**CONSIGNES DE L'EXERCICE**
Poursuivez le récit consacré à la chartreuse de Valbonne, en reprenant après sa dernière phrase.

**TEXTE FOURNI**
┌──

Les brigands avaient dit :

– Sortez !

Et les moines répondirent en construisant une porte d’entrée en fer forgé, en couvrant les pavés de mosaïques, en sculptant des stalles, en montant une bibliothèque, en peignant des anges protecteurs sur les voûtes, en plaçant partout la Croix à la place d’honneur.

Saint Bruno ne leur avait-il pas donné ce mot d’ordre :

Stqt crux dum volvitur orbis1

1 La terre tourne mais la Croix demeure.

Pour le prouver, Valbonne redoubla de sollicitude envers les malheureux qui sortaient du bois comme loups affamés. Au nombre de dix-huit cents, ils étaient nourris à la porte de la Chartreuse, deux fois par semaine. Les étrangers (parmi eux beaucoup de jeunes Catalans) étaient reçus avec une bienveillance particulière – et cela chaque jour.

Vint la date fatidique : la Révolution de 1789 faillit porter un coup mortel à Valbonne. L’Assemblée Constituante ordonna l’inventaire et la confiscation de ses biens.

Les moines dépossédés adressèrent une supplique à l’Assemblée Nationale. Elle fut repoussée. Un commissaire du district s’installa dans le monastère.

Une équipe pour le seconder : incendie des archives, vente des meubles, des tapis et de la lingerie ; dispersion de la bibliothèque, des tableaux et des ornements ; expédition des vases sacrés à la monnaie et des cloches à la fonderie, telles furent ses hautes œuvres.

Ainsi dépouillée, Valbonne prenait rang parmi « les domaines nationaux provenant des couvents supprimés ».

Lorsqu’en 1806, Napoléon décréta « la rentrée en possession de Valbonne par ses légitimes propriétaires », la tempête s’apaisa.

└──

**DONNÉES**

┌──

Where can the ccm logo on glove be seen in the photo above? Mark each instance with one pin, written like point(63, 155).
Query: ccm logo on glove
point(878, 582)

└──

**RÉSULTAT ATTENDU**
Par une grise matinée du 27 pluviôse de l’an XII, quelques anciens Chartreux regagnèrent leur cellule « dans une grande affliction au souvenu du passé ».

Avaient-ils le pressentiment que leur monastère connaîtrait encore de mauvais jours ?

Certes, les moines purent racheter, réparer, embellir l’abbaye – œuvre si réussie, du reste, que Valbonne fut considérée comme « la seconde Chartreuse de France ». Mais on connaît la suite.

De nouvelles lois sur les congrégations forcèrent les religieux à s’exiler encore. L’Etat reprit possession de Valbonne en 1904, la mit aux enchères publiques, en 1907, et la transforma en caserne le 1er janvier 1915.

Trois années d’école de soldat dans ces murs, quelle occupation, quels ravages !

Après cette rétrospective, Delord et son collègue se demandèrent si Valbonne avait reçu le coup de grâce, ou si l’heure de la sauver n’était pas venue.

DELORD. – Il faut la sauver, mais comment ?

M. ARNAL. – En achetant le domaine ; il est à vendre pour un million deux cent mille francs, une occasion unique !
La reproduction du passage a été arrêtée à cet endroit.